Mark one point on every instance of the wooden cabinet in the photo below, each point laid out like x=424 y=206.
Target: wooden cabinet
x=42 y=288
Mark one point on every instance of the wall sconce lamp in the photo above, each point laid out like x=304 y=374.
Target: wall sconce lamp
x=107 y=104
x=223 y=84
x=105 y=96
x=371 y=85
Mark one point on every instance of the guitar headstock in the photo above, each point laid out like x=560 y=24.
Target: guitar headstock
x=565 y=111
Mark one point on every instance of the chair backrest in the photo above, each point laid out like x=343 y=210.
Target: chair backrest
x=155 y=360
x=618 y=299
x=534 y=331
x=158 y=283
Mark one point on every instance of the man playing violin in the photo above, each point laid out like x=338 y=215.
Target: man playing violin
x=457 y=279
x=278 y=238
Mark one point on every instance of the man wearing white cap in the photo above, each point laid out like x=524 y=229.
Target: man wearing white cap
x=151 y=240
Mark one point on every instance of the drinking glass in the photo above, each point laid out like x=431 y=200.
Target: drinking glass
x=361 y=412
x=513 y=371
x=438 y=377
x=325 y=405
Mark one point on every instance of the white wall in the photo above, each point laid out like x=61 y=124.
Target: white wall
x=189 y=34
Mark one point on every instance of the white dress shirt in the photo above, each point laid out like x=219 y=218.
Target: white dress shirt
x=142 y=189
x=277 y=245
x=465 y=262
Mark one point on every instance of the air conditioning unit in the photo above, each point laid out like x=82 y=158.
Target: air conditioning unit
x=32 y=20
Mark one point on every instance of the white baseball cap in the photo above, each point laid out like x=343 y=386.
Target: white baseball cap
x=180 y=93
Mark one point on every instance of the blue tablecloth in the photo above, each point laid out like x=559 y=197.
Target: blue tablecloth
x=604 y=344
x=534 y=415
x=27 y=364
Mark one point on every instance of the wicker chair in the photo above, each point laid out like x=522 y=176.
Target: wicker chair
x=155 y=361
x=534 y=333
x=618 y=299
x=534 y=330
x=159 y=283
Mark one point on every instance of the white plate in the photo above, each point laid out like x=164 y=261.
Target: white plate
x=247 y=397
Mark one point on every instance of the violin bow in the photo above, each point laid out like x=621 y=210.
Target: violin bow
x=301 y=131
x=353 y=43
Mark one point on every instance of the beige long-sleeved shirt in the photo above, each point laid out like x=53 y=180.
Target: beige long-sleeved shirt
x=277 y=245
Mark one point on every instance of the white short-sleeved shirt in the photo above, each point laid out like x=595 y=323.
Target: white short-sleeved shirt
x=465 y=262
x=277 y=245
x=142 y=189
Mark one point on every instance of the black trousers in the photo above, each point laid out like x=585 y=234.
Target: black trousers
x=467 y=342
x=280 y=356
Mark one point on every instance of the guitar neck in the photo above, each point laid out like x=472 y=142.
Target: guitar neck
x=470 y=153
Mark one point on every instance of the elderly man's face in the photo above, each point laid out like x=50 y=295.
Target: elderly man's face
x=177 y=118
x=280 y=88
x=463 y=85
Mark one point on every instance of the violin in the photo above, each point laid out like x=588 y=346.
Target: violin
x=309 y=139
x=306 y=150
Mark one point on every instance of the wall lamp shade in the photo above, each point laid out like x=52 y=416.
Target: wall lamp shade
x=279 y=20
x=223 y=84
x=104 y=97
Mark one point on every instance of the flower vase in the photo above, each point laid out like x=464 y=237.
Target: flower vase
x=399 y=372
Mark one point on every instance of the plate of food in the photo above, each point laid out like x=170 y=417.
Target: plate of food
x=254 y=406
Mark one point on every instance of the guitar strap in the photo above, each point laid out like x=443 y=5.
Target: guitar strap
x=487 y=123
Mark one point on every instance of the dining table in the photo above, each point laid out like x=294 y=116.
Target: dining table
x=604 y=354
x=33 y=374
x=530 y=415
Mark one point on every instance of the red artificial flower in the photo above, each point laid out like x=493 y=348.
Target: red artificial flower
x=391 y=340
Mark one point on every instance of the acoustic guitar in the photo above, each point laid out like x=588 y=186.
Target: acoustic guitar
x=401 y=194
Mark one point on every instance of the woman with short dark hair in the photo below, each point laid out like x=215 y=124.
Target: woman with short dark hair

******************************

Reproduce the listing above line for line, without changing a character.

[Output of the task]:
Mark one point on every instance of the wooden cabinet in the photo below, each point laid out like x=424 y=206.
Target: wooden cabinet
x=42 y=288
Mark one point on every instance of the wall sconce lamp in the photo above, each point laid out like x=304 y=374.
Target: wall sconce lamp
x=107 y=104
x=223 y=84
x=105 y=96
x=371 y=85
Mark one point on every instance of the guitar headstock in the photo above, each point laid out like x=560 y=24.
Target: guitar headstock
x=565 y=111
Mark one point on every instance of the chair backrest in the photo above, each point laid out like x=343 y=210.
Target: chair backrest
x=155 y=360
x=618 y=299
x=534 y=331
x=158 y=283
Mark one point on every instance of the man playing violin in the photo above, each point laid out like x=338 y=215.
Target: man playing violin
x=457 y=279
x=278 y=238
Mark one point on every instance of the man wearing white cap in the photo above, each point laid out like x=524 y=229.
Target: man wearing white cap
x=151 y=240
Mark one point on every instance of the drinking glass in the photo above, each point laid out like x=431 y=200.
Target: drinking glass
x=361 y=412
x=513 y=371
x=438 y=377
x=325 y=405
Mark one point on every instance of the white wall in the photo above, each point laid out like x=61 y=124.
Target: white wall
x=189 y=34
Mark one point on every instance of the white dress shirt in the photo above, each point laid out like x=219 y=218.
Target: white dress shirt
x=142 y=189
x=277 y=245
x=465 y=262
Mark one point on every instance of the air conditioning unit in the photo above, each point laid out like x=82 y=158.
Target: air conditioning unit
x=32 y=20
Mark one point on every instance of the white baseball cap in the photo above, each point laid out like x=343 y=386.
Target: white baseball cap
x=180 y=93
Mark one point on every instance of the blue tablecloth in the photo above, each point laid out like x=559 y=197.
Target: blue tablecloth
x=604 y=344
x=534 y=415
x=27 y=364
Mark one point on every instance of the wicker chair in the photo above, each point laid out like x=522 y=176.
Target: wicker chair
x=155 y=361
x=534 y=333
x=618 y=299
x=534 y=330
x=159 y=283
Mark one point on every instance of the white plate in the photo above, each point laid out like x=164 y=261.
Target: white plate
x=247 y=397
Mark one point on every instance of the violin bow in the photo above, each point laid out like x=621 y=210.
Target: violin bow
x=301 y=131
x=353 y=43
Mark one point on every instance of the beige long-sleeved shirt in the photo above, each point laid out like x=53 y=180.
Target: beige long-sleeved shirt
x=277 y=245
Mark one point on every instance of the white short-sleeved shirt in the photo above, each point laid out like x=595 y=323.
Target: white short-sleeved shirt
x=465 y=262
x=277 y=245
x=142 y=189
Mark one point on every instance of the black trousers in the photo above, each point laid out like x=585 y=234.
Target: black trousers
x=467 y=342
x=280 y=356
Mark one point on every instance of the guitar neck in the photo above, each point laid out like x=472 y=142.
Target: guitar neck
x=470 y=153
Mark one point on every instance of the elderly man's face in the photo above, each point laid out like x=50 y=295.
Target: elderly man's face
x=177 y=118
x=280 y=88
x=463 y=85
Mark one point on every instance of the violin in the photo above, each point laid out like x=588 y=346.
Target: violin
x=309 y=139
x=306 y=150
Mark one point on every instance of the wall lamp shade in the photo above, each point laid out like x=52 y=416.
Target: wall lamp shade
x=279 y=20
x=223 y=84
x=104 y=97
Mark one point on every instance of the flower vase in the photo above, each point laid out like x=464 y=237.
Target: flower vase
x=399 y=372
Mark one point on every instance of the plate of food in the photo above, each point laid out like x=170 y=417.
Target: plate of food
x=254 y=406
Mark one point on every instance of the guitar strap in the photo above, each point laid out like x=443 y=5.
Target: guitar strap
x=487 y=123
Mark one point on every instance of the dining table in the photo above, each point laid out like x=294 y=116.
Target: dining table
x=604 y=354
x=33 y=374
x=530 y=415
Mark one point on every instance of the red artificial flower in the photo above, each point laid out like x=493 y=348.
Target: red artificial flower
x=391 y=340
Mark one point on every instance of the acoustic guitar in the photo above, each point laid out like x=588 y=186.
Target: acoustic guitar
x=401 y=194
Mark one point on every instance of the woman with short dark hair in the photo below, each point laid out like x=215 y=124.
Target: woman with short dark hair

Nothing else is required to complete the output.